● **やること**
1) 引用した文章によると、生育値Ceは具体的にどのような値とされていますか。
2) 記録の中から、「jersey」という文字列を含む行をすべて抜き出して示してください。

● **引用した文章**
• • •
この実施形態によれば、飛行装置3の高度H2から第2距離L2を減じて算出された作物高度Beが作物の生育値とされるのではなく、当該作物高度Beが圃場起伏情報Aeに基づいて補正された値が生育値Ceとされる。具体的には、飛行装置3の高度H2から第2距離L2を減じた値から、圃場起伏情報Aeを減じた値が生育値Ceとされる。そのため、生育値Ceに与える圃場Fの傾斜や凹凸の影響を低減できる。その結果、生育値Ceの算出精度の向上を図れる。
【0038】
また、この実施形態によれば、圃場起伏マップ生成部61は、圃場起伏情報Aeと測位データ(飛行装置制御部40によって取得された位置情報)とを関連付けて圃場起伏マップM1を生成する。そのため、第2距離L2を測定が作物Cの生育中のいずれのタイミングで行われる場合であっても、第2タイミングで飛行するときの飛行装置3の高度H2が一定である限り、圃場起伏マップM1を生育値Ceの算出に利用することができる。
【0039】
この発明は、以上に説明した実施形態に限定されるものではなく、さらに他の形態で実施することができる。
たとえば、圃場Fに作物の生育が開始された後の複数のタイミングで、飛行装置3と作物との間の距離を測定して、生育値Ceを複数回算出してもよい。生育値Ceを複数回測定することで所定の期間の生育量Deを算出することもできる。
【0040】
具体的には、
図8を参照して、第2タイミングよりも後の第3タイミングに、飛行装置3を所定の高度H3で水平飛行させて、測定点Pにおいて測距センサ23に飛行装置3と作物Cとの間の距離(第3距離L3)を測定させる。そして、生育値算出部62が、第3タイミングにおいて飛行装置3が水平飛行する際の飛行装置3の高度H3から、第3距離L3を減じることによって、圃場F内の各位置における作物Cの作物高度Beを算出する。そして、生育値算出部62が、算出された作物高度Beを圃場起伏情報Aeで補正して第3タイミングにおける生育値Ceを算出する。
• • •
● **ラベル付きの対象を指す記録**
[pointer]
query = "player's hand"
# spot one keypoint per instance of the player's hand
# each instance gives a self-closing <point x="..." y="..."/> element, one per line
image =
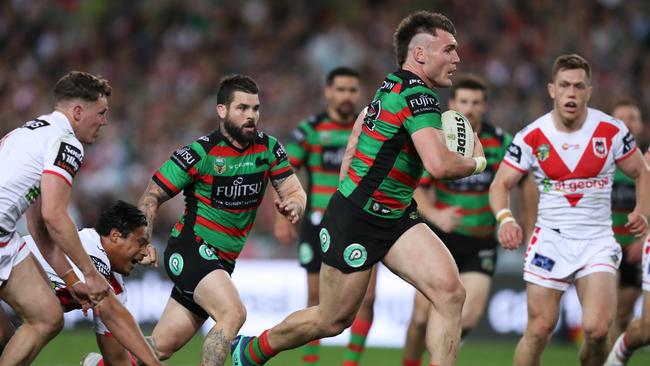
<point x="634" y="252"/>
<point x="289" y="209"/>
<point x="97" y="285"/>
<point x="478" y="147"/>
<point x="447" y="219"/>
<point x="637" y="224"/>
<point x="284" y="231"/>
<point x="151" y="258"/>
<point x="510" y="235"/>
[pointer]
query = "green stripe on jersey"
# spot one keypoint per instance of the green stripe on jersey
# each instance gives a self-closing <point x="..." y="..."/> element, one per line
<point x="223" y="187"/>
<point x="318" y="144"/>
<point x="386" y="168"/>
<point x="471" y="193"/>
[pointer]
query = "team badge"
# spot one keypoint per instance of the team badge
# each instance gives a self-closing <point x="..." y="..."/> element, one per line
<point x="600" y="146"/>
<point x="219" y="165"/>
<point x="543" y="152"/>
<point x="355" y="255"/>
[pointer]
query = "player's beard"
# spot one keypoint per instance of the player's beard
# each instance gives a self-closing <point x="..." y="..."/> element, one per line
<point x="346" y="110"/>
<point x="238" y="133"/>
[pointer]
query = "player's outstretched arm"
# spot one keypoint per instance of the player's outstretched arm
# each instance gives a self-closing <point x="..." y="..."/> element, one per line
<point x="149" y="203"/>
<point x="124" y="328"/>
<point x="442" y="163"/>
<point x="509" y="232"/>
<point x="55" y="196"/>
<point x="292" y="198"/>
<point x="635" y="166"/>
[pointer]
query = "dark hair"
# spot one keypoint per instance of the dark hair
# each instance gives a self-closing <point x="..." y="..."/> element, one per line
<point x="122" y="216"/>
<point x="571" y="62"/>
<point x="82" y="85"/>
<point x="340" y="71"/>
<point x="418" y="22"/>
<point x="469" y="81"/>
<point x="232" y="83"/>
• • •
● **最終的な答え**
1) 飛行装置3の高度H2から第2距離L2を減じた値から、さらに圃場起伏情報Aeを減じた値です。

2)
query = "green stripe on jersey"
# spot one keypoint per instance of the green stripe on jersey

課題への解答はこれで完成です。